- **WORK TO BE COMPLETED**: Your answer must be the records below, printed exactly.

════

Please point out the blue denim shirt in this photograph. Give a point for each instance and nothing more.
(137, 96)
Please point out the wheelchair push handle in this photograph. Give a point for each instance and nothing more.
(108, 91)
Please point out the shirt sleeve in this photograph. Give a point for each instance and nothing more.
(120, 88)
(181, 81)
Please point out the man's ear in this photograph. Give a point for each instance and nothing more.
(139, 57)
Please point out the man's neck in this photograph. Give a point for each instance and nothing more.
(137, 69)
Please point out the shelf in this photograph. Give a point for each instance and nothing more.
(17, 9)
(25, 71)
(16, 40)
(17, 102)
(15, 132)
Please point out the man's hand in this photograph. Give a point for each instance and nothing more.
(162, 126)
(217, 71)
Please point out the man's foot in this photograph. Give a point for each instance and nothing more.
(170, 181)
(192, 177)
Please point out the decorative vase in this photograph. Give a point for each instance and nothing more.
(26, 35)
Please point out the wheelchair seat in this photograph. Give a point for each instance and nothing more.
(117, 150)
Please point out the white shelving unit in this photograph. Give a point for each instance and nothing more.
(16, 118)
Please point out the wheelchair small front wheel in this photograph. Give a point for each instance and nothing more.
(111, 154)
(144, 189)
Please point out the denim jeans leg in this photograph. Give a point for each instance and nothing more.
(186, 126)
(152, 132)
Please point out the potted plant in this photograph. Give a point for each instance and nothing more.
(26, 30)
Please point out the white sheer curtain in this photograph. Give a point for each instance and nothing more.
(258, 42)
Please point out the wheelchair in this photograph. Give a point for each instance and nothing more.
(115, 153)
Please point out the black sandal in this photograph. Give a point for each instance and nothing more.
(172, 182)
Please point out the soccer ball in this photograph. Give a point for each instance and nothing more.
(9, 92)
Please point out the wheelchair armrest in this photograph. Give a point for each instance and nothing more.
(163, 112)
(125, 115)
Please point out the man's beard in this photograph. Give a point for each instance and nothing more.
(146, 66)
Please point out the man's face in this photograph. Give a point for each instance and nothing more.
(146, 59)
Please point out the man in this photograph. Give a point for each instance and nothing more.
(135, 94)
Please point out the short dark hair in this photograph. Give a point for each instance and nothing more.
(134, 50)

════

- **RESPONSE BOX**:
Please point out the blue denim shirt in this photograph. Give a point for each instance and nothing more.
(137, 96)
Please point out the wheelchair push handle in this photograph. Give a point for each instance and nothing more.
(108, 91)
Please point out the shirt sleeve in this photograph. Give a point for each instance and nothing more.
(120, 88)
(181, 81)
Please point out the man's ear in this photograph. Give a point for each instance and nothing more.
(139, 57)
Please point out the man's neck in this photograph. Give a point for each instance and nothing more.
(137, 69)
Please point out the shelf in this photograph. Give a point for each instance and nothing more.
(17, 9)
(25, 71)
(16, 40)
(17, 102)
(15, 132)
Please point out the man's hand in this photograph. Give a point for each instance and nothing more.
(162, 126)
(217, 71)
Please point out the man's foot in this photograph. Give a point for each instance and nothing more.
(170, 181)
(192, 177)
Please point out the decorative vase in this photograph. Give a point for each instance and nothing more.
(26, 35)
Please point out the wheelchair seat in this photograph. Give a point for each instance and nothing more.
(117, 150)
Please point out the white shelving unit in this photograph. Give a point for each instance and nothing more.
(16, 118)
Please point out the wheelchair small front wheel in this photograph. Give a point for each instance and nothing more.
(111, 154)
(144, 189)
Please point out the denim jeans leg in this photograph. Give a point for each instance and nothing more.
(186, 126)
(152, 132)
Please point out the potted plant in this photograph. Give a point for each instance and nothing more.
(26, 30)
Please point out the white sheer curtain in this photograph. Give a point for each instance and nothing more.
(258, 42)
Please point out the wheelchair in this photograph. Give a point for each instance and nothing more.
(115, 153)
Please point out the black sandal in this photograph. Give a point for each instance and nothing more.
(172, 182)
Please point out the soccer ball in this photograph. Give a point for each instance and nothing more.
(9, 92)
Please point out the wheelchair armrest in this photograph. Give a point for each instance and nothing more.
(163, 112)
(125, 115)
Please point out the man's beard in this photograph. Give a point for each instance and nothing more.
(146, 66)
Please point out the man's face in this photograph. Give a point for each instance and nothing more.
(146, 59)
Please point out the man in this photograph. Give a point for each instance and nothing more.
(135, 94)
Please point out the short dark hair in this photograph. Give a point for each instance and nothing more.
(134, 50)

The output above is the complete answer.